___ RECORDS SHOWN ___

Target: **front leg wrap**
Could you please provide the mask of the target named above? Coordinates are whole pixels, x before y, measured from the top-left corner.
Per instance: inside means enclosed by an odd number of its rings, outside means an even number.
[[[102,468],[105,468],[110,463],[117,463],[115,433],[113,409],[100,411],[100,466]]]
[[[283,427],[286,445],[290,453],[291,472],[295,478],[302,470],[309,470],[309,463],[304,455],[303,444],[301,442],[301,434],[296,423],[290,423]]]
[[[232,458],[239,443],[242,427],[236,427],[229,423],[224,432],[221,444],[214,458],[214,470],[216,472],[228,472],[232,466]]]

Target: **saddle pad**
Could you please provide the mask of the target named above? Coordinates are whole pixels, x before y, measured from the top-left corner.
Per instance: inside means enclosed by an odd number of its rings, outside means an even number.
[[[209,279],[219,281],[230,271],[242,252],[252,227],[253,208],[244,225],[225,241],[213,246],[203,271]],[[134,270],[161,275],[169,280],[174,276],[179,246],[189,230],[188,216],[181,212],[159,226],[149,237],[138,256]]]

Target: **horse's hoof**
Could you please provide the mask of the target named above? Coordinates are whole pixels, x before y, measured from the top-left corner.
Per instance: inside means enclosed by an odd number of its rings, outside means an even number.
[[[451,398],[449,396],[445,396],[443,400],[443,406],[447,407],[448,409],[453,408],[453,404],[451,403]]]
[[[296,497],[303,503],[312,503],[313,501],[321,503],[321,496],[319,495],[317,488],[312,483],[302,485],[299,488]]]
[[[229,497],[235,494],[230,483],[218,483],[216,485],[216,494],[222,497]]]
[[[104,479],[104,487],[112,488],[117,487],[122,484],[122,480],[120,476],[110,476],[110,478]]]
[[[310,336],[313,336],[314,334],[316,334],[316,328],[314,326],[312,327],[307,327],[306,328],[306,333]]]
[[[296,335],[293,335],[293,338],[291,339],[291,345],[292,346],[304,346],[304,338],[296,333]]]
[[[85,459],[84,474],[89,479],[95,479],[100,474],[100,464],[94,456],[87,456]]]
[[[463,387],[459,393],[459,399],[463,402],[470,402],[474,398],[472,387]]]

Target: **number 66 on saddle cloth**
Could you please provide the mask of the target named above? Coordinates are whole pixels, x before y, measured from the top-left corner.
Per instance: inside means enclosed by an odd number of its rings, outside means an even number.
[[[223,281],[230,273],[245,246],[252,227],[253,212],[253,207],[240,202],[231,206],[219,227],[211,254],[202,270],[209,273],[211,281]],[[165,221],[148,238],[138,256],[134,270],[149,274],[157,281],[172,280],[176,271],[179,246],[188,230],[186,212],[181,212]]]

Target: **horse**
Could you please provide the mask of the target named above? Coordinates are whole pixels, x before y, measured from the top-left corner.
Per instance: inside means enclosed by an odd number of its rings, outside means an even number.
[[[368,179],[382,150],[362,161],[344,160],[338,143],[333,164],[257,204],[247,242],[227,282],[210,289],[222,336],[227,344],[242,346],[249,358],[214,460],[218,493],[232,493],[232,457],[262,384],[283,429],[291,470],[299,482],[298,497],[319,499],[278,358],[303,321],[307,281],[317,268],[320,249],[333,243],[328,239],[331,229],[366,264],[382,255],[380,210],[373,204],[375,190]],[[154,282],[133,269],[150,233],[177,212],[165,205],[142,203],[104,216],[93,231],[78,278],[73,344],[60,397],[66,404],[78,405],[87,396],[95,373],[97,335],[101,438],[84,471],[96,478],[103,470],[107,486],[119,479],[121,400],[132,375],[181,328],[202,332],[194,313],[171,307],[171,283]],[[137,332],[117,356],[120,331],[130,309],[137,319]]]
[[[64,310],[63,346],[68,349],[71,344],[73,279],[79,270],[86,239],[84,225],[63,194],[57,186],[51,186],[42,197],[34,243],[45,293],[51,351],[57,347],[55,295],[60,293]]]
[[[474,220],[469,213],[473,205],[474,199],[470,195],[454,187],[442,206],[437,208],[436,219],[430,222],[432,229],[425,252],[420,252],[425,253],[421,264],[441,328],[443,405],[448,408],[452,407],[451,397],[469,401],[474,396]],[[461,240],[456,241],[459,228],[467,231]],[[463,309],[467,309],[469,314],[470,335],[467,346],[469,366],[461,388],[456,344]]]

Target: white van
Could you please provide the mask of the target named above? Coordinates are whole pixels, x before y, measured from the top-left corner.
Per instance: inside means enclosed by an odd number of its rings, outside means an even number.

___

◆ **WORK INSTRUCTIONS**:
Please retype all of the entries above, line for line, without changing a single character.

◆ **EXERCISE ANSWER**:
Target: **front leg wrap**
Could you please provide the mask of the target named above? Coordinates are whole pixels, x before y, measured from the top-left corner.
Per instance: inside means enclosed by an odd number of its rings, outside means an even number.
[[[102,468],[105,468],[110,463],[117,463],[115,433],[113,409],[100,411],[100,466]]]
[[[283,427],[286,445],[290,453],[291,472],[295,478],[302,470],[309,470],[309,463],[304,455],[303,444],[301,442],[301,434],[296,423],[290,423]]]
[[[232,458],[239,443],[242,427],[236,427],[229,423],[224,432],[221,444],[214,458],[214,470],[216,472],[228,472],[232,466]]]

Target: **saddle pad**
Could you please provide the mask of the target named above? Coordinates are whole pixels, x before y, measured from the top-left corner.
Per instance: inside means enclosed by an odd number of its rings, outside means an even number.
[[[209,279],[219,281],[230,271],[242,252],[252,227],[253,208],[244,225],[225,241],[213,246],[203,271]],[[134,270],[161,275],[169,280],[174,276],[179,246],[189,230],[188,216],[181,212],[159,226],[149,237],[138,256]]]

Target: **horse's hoof**
Could you please provide the mask of the target named above? Coordinates are whole pixels, x before y, measured from the top-left corner.
Per instance: inside means enclosed by an odd number of its rings, outside means an even number.
[[[451,398],[449,396],[445,396],[443,400],[443,406],[447,407],[448,409],[453,408],[453,404],[451,403]]]
[[[296,497],[303,503],[312,503],[313,501],[321,503],[321,496],[319,495],[317,488],[312,483],[302,485],[299,488]]]
[[[229,497],[235,494],[230,483],[218,483],[216,485],[216,494],[222,497]]]
[[[104,479],[104,487],[112,488],[117,487],[122,484],[122,480],[120,476],[110,476],[110,478]]]
[[[310,336],[313,336],[314,334],[316,334],[316,328],[314,326],[312,327],[307,327],[306,328],[306,333]]]
[[[296,335],[293,335],[293,338],[291,339],[291,345],[292,346],[304,346],[304,338],[296,333]]]
[[[85,459],[84,474],[89,479],[95,479],[100,474],[100,464],[94,456],[87,456]]]
[[[463,387],[459,393],[459,399],[463,402],[470,402],[474,398],[472,387]]]

Target: **number 66 on saddle cloth**
Could you please provide the mask of the target named above? Coordinates are whole pixels, x before y, measured from the top-left corner.
Per instance: inside means enclosed by an odd number of its rings, outside means an even number.
[[[223,281],[230,273],[245,246],[252,227],[253,212],[253,207],[240,202],[231,206],[219,227],[211,254],[202,270],[209,273],[211,281]],[[165,221],[148,238],[138,256],[134,270],[149,274],[157,281],[172,280],[176,271],[179,246],[188,230],[186,212],[181,212]]]

Target: **horse**
Could you please provide the mask of the target named above? Coordinates are whole pixels, x before y, measured from the top-left corner.
Per instance: inside means enclosed by an odd number of its rings, outside means an even number.
[[[368,179],[382,150],[362,161],[344,160],[338,143],[333,164],[257,204],[247,242],[227,282],[210,289],[222,336],[227,344],[242,346],[249,358],[214,460],[218,493],[232,493],[232,457],[262,384],[283,429],[291,470],[299,482],[298,497],[319,499],[278,358],[303,321],[307,281],[317,268],[320,249],[333,243],[328,239],[331,229],[366,264],[382,255],[380,210],[373,204],[375,190]],[[154,282],[133,269],[150,233],[177,212],[165,205],[142,203],[104,216],[93,231],[78,278],[73,344],[60,397],[66,404],[78,405],[87,396],[95,373],[97,335],[101,438],[84,471],[96,478],[103,470],[107,486],[119,479],[121,400],[132,375],[181,328],[202,332],[194,313],[171,307],[171,283]],[[137,332],[117,356],[120,331],[130,309],[137,319]]]
[[[64,310],[63,346],[68,349],[71,344],[73,279],[79,270],[86,239],[84,225],[63,194],[57,186],[51,186],[42,197],[34,243],[45,293],[51,351],[57,347],[55,295],[60,293]]]
[[[474,220],[469,213],[473,205],[474,199],[470,195],[454,187],[442,206],[437,208],[436,219],[430,222],[432,229],[425,252],[420,252],[425,253],[421,264],[441,328],[443,405],[448,408],[452,407],[451,397],[469,401],[474,396]],[[461,240],[456,241],[459,228],[467,231]],[[463,309],[467,309],[469,314],[470,335],[467,346],[469,366],[461,388],[456,344]]]

Target: white van
Could you please provide the mask of the target named above? Coordinates are whole pixels, x before y, measured from the top-left corner.
Per instance: inside means enclosed by an odd number of its rings, outside means an even number.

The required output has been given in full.